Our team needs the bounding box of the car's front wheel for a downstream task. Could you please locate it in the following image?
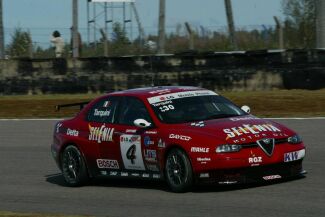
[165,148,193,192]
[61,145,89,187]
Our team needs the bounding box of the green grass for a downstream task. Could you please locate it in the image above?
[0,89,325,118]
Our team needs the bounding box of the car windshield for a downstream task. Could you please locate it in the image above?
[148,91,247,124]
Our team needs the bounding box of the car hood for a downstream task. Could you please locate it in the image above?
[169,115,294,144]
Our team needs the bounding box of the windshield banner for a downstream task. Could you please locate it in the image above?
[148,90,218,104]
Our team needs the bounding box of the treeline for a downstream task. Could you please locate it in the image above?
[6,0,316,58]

...

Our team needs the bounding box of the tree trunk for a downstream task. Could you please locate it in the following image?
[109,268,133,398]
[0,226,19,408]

==

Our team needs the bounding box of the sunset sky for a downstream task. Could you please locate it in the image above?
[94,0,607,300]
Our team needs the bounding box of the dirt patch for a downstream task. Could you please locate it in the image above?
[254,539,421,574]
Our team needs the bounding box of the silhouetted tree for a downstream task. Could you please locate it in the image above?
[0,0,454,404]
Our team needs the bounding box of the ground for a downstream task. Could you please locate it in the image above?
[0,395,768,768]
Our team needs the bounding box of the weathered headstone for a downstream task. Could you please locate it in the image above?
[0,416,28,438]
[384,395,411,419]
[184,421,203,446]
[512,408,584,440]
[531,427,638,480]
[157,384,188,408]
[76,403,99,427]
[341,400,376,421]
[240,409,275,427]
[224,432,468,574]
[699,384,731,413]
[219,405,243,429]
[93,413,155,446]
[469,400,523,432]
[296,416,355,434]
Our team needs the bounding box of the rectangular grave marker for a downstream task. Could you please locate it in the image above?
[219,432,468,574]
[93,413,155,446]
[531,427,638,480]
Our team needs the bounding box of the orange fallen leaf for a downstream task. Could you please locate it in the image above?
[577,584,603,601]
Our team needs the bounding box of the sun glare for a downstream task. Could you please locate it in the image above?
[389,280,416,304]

**Work required:** Quote the rows from the line containing "Our team needs the bounding box of the car hood" through the line containing "[6,0,316,58]", including both of those lines.

**Correct response:**
Our team needs the bounding box of the car hood for a downstream task. Could you please locate it in the image above?
[169,115,294,144]
Our team needs the bounding box of the windshield banner for a downstream task. Could you please locate it in the image above?
[148,90,218,104]
Our team needs the bounding box of the treeline for a downstream task. Could you please locate it in the image above?
[6,0,316,58]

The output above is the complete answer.